:: Reading passage ::
◆ ◆ ◆ ◆ ◆ ◆ ◆

COW = Copy On Write.

Motti
+8  A: 

One should really ask, "why should X be mutable?" It's better to default to immutability, because of the benefits already mentioned by Princess Fluff. It should be an exception that something is mutable.

Unfortunately most of the current programming languages default to mutability, but hopefully in the future the default is more on immutablity (see A Wish List for the Next Mainstream Programming Language).

Esko Luontola
A: 

Strings in Java are not truly immutable, you can change their value's using reflection and or class loading. You should not be depending on that property for security. For examples see: Magic Trick In Java

Lorcan
I believe that you will only be able to do such tricks if your code is running with full trust, therefore there is no security loss. You could as well use JNI to write directly on the memory location where the strings are stored.
Antoine Aubry
+7  A: 

You really have no business answering technical questions related to software development if you believe that immutability has anthing to do with security.

I am reminded of my highschool C++ teacher who instructed us that private members were for for the explicit purpose of securing 'secret' data like passwords.

Strings are simply read-only by the limitations of their implementation within the VM -- they aren't hackproof, encyrpted, or actively monitored against changes for security purposes.

Quite simply, the immutablility of string stems from the tradeoffs made for sake of efficienty (string pooling) and thread saftey.

+23  A: 

Actually, the reasons string are immutable in java doesn't have much to do with security. The two main reasons are the following:

Thead Safety:

Strings are extremely widely used type of object. It is therefore more or less guaranteed to be used in a multi-threaded environment. Strings are immutable to make sure that it is safe to share strings among threads. Having an immutable strings ensures that when passing strings from thread A to another thread B, thread B cannot unexpectedly modify thread A's string.

◆ ◆ ◆ ◆ ◆ ◆ ◆

:: Challenge 1 ::
From the forum thread on Java string immutability, quote the passage from "Strings are simply" up to and including "thread A's string.".

(Excerpts of pointing data)
◆ ◆ ◆ ◆ ◆ ◆ ◆

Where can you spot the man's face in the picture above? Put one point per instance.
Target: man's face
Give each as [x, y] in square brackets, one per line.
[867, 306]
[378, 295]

◆ ◆ ◆ ◆ ◆ ◆ ◆

:: Challenge 2 ::
Print every line of the listing of pointing data again with no changes.

:: Complete output 1 ::
Strings are simply read-only by the limitations of their implementation within the VM -- they aren't hackproof, encyrpted, or actively monitored against changes for security purposes.

Quite simply, the immutablility of string stems from the tradeoffs made for sake of efficienty (string pooling) and thread saftey.

+23  A: 

Actually, the reasons string are immutable in java doesn't have much to do with security. The two main reasons are the following:

Thead Safety:

Strings are extremely widely used type of object. It is therefore more or less guaranteed to be used in a multi-threaded environment. Strings are immutable to make sure that it is safe to share strings among threads. Having an immutable strings ensures that when passing strings from thread A to another thread B, thread B cannot unexpectedly modify thread A's string.

:: Complete output 2 ::
Where can you spot the man's face in the picture above? Put one point per instance.
Target: man's face
Give each as [x, y] in square brackets, one per line.
[867, 306]
[378, 295]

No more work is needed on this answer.